• PASSAGE PROVIDED:
Problem Show that $$P_{n,a,fg}=[P_{n,a,f}*P_{n,a,g} ]_n$$ where $P_{n,a,f}$ is the Taylor polynomial of degree n around a of f and $[P]_n$ denotes truncation of $P$ to degree $n$, the sum of all terms of $P$ of degree $\leq n$. Give a proof using obvious facts about products involving terms of the form $R_n$, where $R_n$ is the remainder of the taylor polynomial of degree $n$, i.e $f(x)=P_{n,a,f}+R_{n,a,f}$.
What I tried: I tried to use the derivative of products but I don't know what to do from there, so it didn't get me anywhere.
Assume $a=0$. For any fixed $r\geq0$ Leibniz' formula says that $$(fg)^{(r)}=\sum_{k=0}^r{r\choose k}f^{(r-k)}\,g^{(k)}\ .$$ This implies $${(fg)^{(r)}(0)\over r!}x^r =\sum_{k=0}^r\ {f^{(r-k)}(0)\over (r-k)!}x^{r-k}\ \ {g^{(k)}(0)\over k!}x^k\ .\tag{1}$$ Here we have on the LHS the term of degree $r$ in any Taylor expansion $P_{n,\> fg}$ with $n\geq r$, and on the RHS the collected terms of exact degree $r$ when we multiply out the two Taylor polynomials $P_{n,\,f}$ and $P_{n,\, g}$ of any order $n\geq r$.
Now let an $n\geq0$ be given. Then we may sum $(1)$ over $r$ from $0$ to $n$, and obtain $$P_{n,\,fg}(x)=\bigl[P_{n,\,f}(x)\cdot P_{n,\,g}(x)\bigr]_n\ .$$

• MATERIAL:
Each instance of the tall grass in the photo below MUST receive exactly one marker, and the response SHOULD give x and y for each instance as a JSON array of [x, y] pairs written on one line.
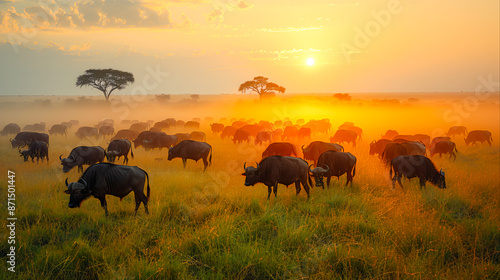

• CHALLENGES:
- 1) Answer the following from the Taylor polynomial thread:
(a) According to the problem statement, what does $[P]_n$ denote?
(b) What did the poster try first, without success?
(c) Which formula does the reply use for $(fg)^{(r)}$, and what value of $a$ does it assume?
- 2) In the Taylor polynomial thread, take the part from "Assume $a=0$. For" up to and including "order $n\geq r$." and write it out again, replacing "Leibniz' formula" with "the general Leibniz rule".

• WORKED SOLUTIONS:
- 1)
(a) The truncation of $P$ to degree $n$: the sum of all terms of $P$ of degree $\leq n$.
(b) Using the derivative of products.
(c) Leibniz' formula, with $a=0$.

- 2)
Assume $a=0$. For any fixed $r\geq0$ the general Leibniz rule says that $$(fg)^{(r)}=\sum_{k=0}^r{r\choose k}f^{(r-k)}\,g^{(k)}\ .$$ This implies $${(fg)^{(r)}(0)\over r!}x^r =\sum_{k=0}^r\ {f^{(r-k)}(0)\over (r-k)!}x^{r-k}\ \ {g^{(k)}(0)\over k!}x^k\ .\tag{1}$$ Here we have on the LHS the term of degree $r$ in any Taylor expansion $P_{n,\> fg}$ with $n\geq r$, and on the RHS the collected terms of exact degree $r$ when we multiply out the two Taylor polynomials $P_{n,\,f}$ and $P_{n,\, g}$ of any order $n\geq r$.